— Start —

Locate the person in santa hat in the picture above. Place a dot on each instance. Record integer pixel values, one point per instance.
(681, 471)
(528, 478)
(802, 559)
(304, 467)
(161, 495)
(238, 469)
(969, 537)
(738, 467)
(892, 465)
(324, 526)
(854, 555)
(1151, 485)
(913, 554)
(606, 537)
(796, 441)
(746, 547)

— End —

§ Challenge:
Retype every line of the records above verbatim, changing nothing.

§ Result of this exercise:
Locate the person in santa hat in the picture above. Place a dot on each instance. Record integer pixel values, one point per instance.
(681, 471)
(528, 478)
(802, 559)
(304, 467)
(161, 495)
(238, 469)
(969, 537)
(738, 467)
(892, 465)
(324, 526)
(854, 555)
(1151, 485)
(913, 554)
(606, 537)
(796, 441)
(746, 547)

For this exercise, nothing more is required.